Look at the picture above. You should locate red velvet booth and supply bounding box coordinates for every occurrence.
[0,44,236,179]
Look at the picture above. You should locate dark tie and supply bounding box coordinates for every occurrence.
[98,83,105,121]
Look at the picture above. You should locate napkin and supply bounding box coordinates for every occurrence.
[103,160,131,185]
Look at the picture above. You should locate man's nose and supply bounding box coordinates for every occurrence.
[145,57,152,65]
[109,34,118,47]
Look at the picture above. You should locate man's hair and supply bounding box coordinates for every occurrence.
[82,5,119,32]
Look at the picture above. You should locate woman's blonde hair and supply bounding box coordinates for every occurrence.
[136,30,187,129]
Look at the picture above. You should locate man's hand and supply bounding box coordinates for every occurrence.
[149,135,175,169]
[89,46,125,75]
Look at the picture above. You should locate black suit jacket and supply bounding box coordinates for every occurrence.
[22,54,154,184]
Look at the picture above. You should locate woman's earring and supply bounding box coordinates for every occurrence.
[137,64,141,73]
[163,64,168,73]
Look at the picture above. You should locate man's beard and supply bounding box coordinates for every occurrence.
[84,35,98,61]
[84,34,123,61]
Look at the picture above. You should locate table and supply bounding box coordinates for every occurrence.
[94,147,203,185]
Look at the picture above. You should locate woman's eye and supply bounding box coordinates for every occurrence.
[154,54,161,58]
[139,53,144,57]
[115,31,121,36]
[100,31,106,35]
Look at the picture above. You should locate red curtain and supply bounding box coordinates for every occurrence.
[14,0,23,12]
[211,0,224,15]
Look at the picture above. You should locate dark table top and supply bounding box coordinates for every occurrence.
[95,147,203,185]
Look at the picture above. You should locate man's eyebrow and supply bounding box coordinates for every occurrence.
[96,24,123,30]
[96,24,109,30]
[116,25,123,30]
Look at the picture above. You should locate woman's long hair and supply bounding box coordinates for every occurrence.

========

> _CHALLENGE_
Rewrite the items above as a numbered list, omitting any blank lines.

> _EXERCISE RESULT_
1. Look at the picture above. You should locate red velvet booth and supply bounding box coordinates for every occurrence.
2. [0,44,236,179]
3. Look at the picture above. You should locate dark tie and supply bounding box coordinates for every occurrence.
4. [98,83,105,121]
5. Look at the picture above. You should locate napkin and supply bounding box coordinates for every occurrence.
6. [103,160,131,185]
7. Look at the picture above. You should locate man's nose and supply bounding box coordinates for every occurrence.
8. [145,57,152,65]
9. [109,34,118,47]
10. Look at the picture above. You should locate man's hair and supply bounding box coordinates for every occurrence.
11. [82,5,119,32]
12. Look at the picture above. You should locate woman's blonde hair and supply bounding box coordinates for every occurrence.
13. [136,30,187,129]
14. Look at the picture above. You should locate man's hand and supply bounding box coordinates for every occurrence.
15. [149,135,175,169]
16. [89,46,125,75]
17. Look at the picture above. You should locate black suit jacket and supply bounding box coordinates for every occurrence.
18. [22,54,154,184]
19. Look at the picture above. You should locate woman's earring and supply bounding box coordinates for every occurrence.
20. [137,64,141,73]
21. [163,64,168,73]
22. Look at the picture above. You should locate man's beard and supply bounding box coordinates for every occurrence.
23. [84,35,98,61]
24. [84,34,123,61]
25. Look at the picture above. You should locate table and supply bounding box coordinates for every occurrence.
26. [94,147,203,185]
27. Look at the picture above. You should locate woman's eye and supply bounding box coordinates for every occurrence.
28. [154,54,161,58]
29. [139,53,144,57]
30. [115,31,121,36]
31. [100,31,106,35]
32. Look at the picture above. You should locate red curtain and supply bounding box coordinates for every occurrence.
33. [14,0,23,12]
34. [211,0,224,15]
35. Look at the picture above. You should locate dark table top and supply bounding box coordinates for every occurrence.
36. [95,147,203,185]
37. Look at the picture above. You should locate man's eyebrow and supply bounding box coordinates for every occurrence.
38. [96,24,123,30]
39. [96,24,109,30]
40. [116,25,123,30]
41. Look at the picture above. You should locate woman's long hair and supply bounding box coordinates for every occurrence.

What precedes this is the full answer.